## DATA LISTING:
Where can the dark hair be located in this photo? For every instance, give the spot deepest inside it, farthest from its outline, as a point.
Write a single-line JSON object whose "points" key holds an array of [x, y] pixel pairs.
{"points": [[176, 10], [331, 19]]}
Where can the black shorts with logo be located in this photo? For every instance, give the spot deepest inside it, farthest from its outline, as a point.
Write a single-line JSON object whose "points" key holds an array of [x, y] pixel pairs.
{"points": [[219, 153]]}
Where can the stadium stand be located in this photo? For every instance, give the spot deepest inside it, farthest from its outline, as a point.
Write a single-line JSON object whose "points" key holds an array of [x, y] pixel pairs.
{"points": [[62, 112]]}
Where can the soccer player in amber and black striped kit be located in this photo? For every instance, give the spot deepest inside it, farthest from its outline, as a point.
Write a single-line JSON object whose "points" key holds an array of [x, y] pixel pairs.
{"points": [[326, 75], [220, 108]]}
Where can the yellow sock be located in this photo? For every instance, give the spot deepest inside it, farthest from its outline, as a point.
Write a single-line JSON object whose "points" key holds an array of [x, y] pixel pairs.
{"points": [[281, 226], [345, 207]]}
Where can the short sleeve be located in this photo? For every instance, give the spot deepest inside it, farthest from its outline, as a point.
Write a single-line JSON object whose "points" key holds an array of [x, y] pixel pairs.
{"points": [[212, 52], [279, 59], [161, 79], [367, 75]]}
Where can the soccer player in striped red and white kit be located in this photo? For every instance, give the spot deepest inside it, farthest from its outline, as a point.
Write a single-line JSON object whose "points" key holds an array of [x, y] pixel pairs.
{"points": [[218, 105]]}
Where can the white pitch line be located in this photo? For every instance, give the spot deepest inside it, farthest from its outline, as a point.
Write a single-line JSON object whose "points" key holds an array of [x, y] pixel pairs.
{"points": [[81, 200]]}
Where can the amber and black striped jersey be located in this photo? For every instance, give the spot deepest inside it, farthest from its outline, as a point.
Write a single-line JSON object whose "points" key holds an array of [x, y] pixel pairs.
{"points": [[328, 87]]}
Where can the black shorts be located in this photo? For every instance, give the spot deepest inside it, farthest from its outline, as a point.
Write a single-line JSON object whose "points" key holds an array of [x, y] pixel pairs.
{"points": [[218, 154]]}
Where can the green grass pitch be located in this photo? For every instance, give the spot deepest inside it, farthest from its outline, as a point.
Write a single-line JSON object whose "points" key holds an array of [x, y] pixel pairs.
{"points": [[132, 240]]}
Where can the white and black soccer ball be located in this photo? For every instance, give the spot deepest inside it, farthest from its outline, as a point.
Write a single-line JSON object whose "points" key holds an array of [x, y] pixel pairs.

## AIM:
Render every line of the listing above as a numbered list, omitting any blank lines.

## RESPONSE FOR THIS EXERCISE:
1. Where can the dark hair be located in this photo? For every instance, give the spot deepest inside it, farthest from its outline, as a point.
2. Write a single-line JSON object whose "points" key holds an array of [x, y] pixel pairs.
3. {"points": [[176, 10], [331, 19]]}
4. Where can the black shorts with logo be located in this photo? For every instance, give the spot deepest inside it, farthest from its outline, as a point.
5. Write a single-line JSON object whose "points" key holds an array of [x, y] pixel pairs.
6. {"points": [[219, 153]]}
7. Where can the stadium stand be located in this photo? For every instance, give the spot deepest inside it, farthest from its outline, as a point.
8. Write a single-line JSON object whose "points" key holds an array of [x, y] pixel pairs.
9. {"points": [[62, 112]]}
10. Where can the soccer player in amber and black striped kit be located in this photo? For every instance, give the spot deepest inside it, farthest from its outline, as a point.
11. Write a single-line JSON object whose "points" key holds an array of [x, y] pixel pairs.
12. {"points": [[326, 75], [220, 108]]}
13. Where can the yellow sock be located in this photo? For every instance, give the spot deepest inside it, farthest from its outline, as a point.
14. Write a single-line JSON object whose "points" key holds an array of [x, y] pixel pairs.
15. {"points": [[281, 226], [345, 207]]}
16. Where can the short sleeve be located in this photo? For every instance, give the spot deepest inside it, farthest from its outline, as a point.
17. Write a single-line JSON object whose "points" key holds an array of [x, y] pixel pairs.
18. {"points": [[212, 52], [279, 59], [161, 79], [367, 75]]}
19. Where can the soccer player in striped red and white kit be located in this photo? For every instance, give the spot deepest inside it, farthest from its outline, as a point.
20. Write a single-line JSON object whose "points" key holds an array of [x, y] pixel pairs.
21. {"points": [[218, 105]]}
22. Where can the white pitch line be located in this photo? For every instance, give the spot deepest inside it, farthest from its outline, as a point.
23. Write a single-line JSON object whose "points" key holds an array of [x, y] pixel pairs.
24. {"points": [[81, 200]]}
25. Where can the amber and black striped jersey be located in this photo? For every instance, give the spot deepest inside it, farthest from its outline, as a point.
26. Write a single-line JSON object whose "points" key holds an array of [x, y] pixel pairs.
27. {"points": [[328, 87]]}
28. Where can the black shorts be located in this photo? For every instance, give the spot deepest inside it, farthest from its outline, as a point.
29. Write a single-line JSON object whose "points" key holds an array of [x, y] pixel pairs.
30. {"points": [[218, 154]]}
31. Where can the green grass pitch be located in this photo? For every instance, give the spot deepest inside it, farthest from its outline, as a point.
32. Write a single-line JSON object whose "points" key holds an array of [x, y] pixel pairs.
33. {"points": [[132, 240]]}
34. Where can the white and black soccer ball be located in this photo? For every instance, give the spot deepest inside it, farthest from its outline, as a point.
35. Write a single-line JSON object whose "points" key holds an array of [x, y] pixel pairs.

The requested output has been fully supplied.